■ TASK TO CARRY OUT ■
Print out all of the records exactly; no picture belongs in the result.

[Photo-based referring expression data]
------------------------------
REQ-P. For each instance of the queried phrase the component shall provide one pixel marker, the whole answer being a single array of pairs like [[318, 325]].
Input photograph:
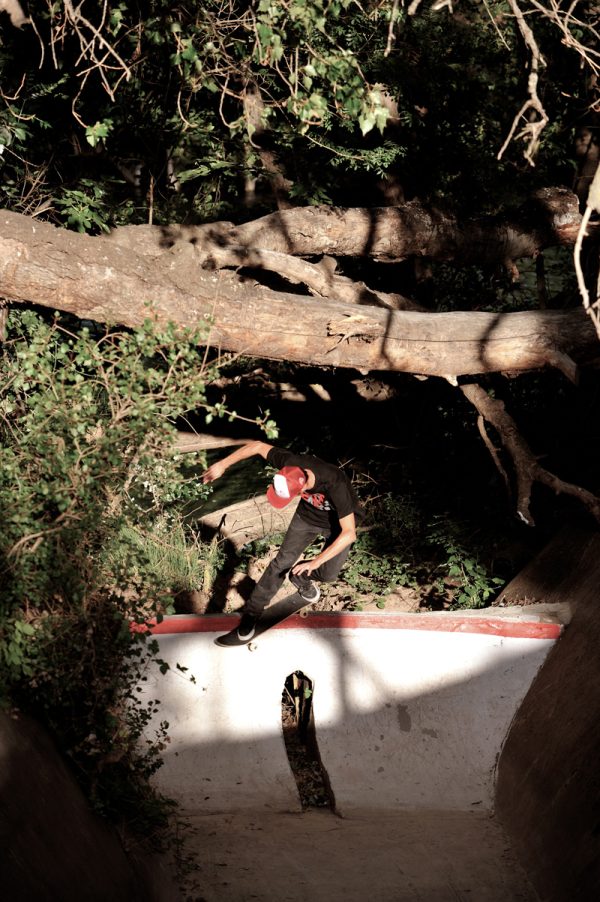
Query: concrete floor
[[316, 856]]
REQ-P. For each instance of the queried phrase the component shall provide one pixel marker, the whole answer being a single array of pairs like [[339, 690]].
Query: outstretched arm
[[249, 449]]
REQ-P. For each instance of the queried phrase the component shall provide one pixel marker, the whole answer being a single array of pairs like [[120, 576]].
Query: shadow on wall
[[404, 718], [54, 849]]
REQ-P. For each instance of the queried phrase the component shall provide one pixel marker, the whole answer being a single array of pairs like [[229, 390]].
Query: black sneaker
------------------------------
■ OUTPUT FOR THIS TASK ■
REQ-P. For each instance of the queried phrase the component shall provide one pixel marker, the whole answer being a single array of pairs like [[318, 325]].
Input photograph:
Query: concrete floor
[[316, 856]]
REQ-P. For each instance of the queried phrase the component shall provide one pixel marker, the whole answer being a single array of pairs like [[339, 690]].
Query: outstretched arm
[[249, 449]]
REQ-P. For each instance of the queried phrase the component shall provide one pixel marker, the whole answer being a single array of pairs like [[120, 576]].
Query: shadow on wall
[[404, 718], [54, 849]]
REQ-P. For each instance of the queried phrase the component shall provide one pixel marker, the whole answer being a single array of pairs like [[229, 390]].
Query: black sneaker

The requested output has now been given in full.